[Records from a collection]

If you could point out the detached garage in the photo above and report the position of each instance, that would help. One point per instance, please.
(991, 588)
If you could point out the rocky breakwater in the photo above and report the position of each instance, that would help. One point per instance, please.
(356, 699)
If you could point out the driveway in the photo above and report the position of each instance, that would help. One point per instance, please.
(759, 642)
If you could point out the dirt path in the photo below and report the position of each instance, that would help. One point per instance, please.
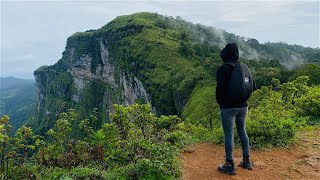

--

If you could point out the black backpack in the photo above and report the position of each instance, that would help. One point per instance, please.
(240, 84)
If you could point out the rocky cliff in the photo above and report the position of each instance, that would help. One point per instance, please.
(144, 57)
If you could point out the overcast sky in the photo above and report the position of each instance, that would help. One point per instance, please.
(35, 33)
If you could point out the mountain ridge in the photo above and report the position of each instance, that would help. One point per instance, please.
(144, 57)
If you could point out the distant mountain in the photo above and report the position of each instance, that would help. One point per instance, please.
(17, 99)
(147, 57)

#### [The request]
Count the lines in the entries above that contain the word "mountain" and reply with only that number.

#### [Solved exercise]
2